• [Set exercise]: Count the lines in the material below that contain the word "floor", and reply with only that number.

• [Entries provided]:
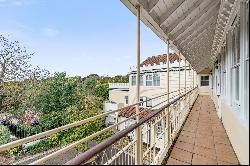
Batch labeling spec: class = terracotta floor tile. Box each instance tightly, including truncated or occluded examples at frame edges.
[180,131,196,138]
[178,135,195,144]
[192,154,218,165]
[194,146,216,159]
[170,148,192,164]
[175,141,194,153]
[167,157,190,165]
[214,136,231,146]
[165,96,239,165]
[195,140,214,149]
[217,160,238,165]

---

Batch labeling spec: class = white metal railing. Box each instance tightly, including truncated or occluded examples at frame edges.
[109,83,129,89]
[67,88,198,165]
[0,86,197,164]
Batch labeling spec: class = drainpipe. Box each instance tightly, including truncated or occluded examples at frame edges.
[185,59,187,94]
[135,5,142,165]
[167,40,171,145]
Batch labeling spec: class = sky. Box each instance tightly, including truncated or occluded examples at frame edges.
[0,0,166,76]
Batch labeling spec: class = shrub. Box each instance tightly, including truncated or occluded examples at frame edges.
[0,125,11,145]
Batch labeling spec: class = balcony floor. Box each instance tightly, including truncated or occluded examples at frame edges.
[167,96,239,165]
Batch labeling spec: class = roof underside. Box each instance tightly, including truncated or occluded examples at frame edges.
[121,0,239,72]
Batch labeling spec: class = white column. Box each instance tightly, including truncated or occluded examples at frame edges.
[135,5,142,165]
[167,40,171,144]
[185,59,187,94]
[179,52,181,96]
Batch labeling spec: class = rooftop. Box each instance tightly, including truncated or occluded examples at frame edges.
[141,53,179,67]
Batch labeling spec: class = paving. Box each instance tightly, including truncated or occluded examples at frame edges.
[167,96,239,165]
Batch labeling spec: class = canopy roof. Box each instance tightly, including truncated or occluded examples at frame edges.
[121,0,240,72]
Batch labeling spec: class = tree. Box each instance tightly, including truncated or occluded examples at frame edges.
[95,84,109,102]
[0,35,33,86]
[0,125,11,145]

==

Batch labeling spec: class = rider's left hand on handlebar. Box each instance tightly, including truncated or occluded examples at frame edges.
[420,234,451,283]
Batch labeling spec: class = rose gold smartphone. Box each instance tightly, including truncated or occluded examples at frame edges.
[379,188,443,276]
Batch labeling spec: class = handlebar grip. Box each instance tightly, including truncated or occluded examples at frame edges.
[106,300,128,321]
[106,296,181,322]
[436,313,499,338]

• [Written solution]: 2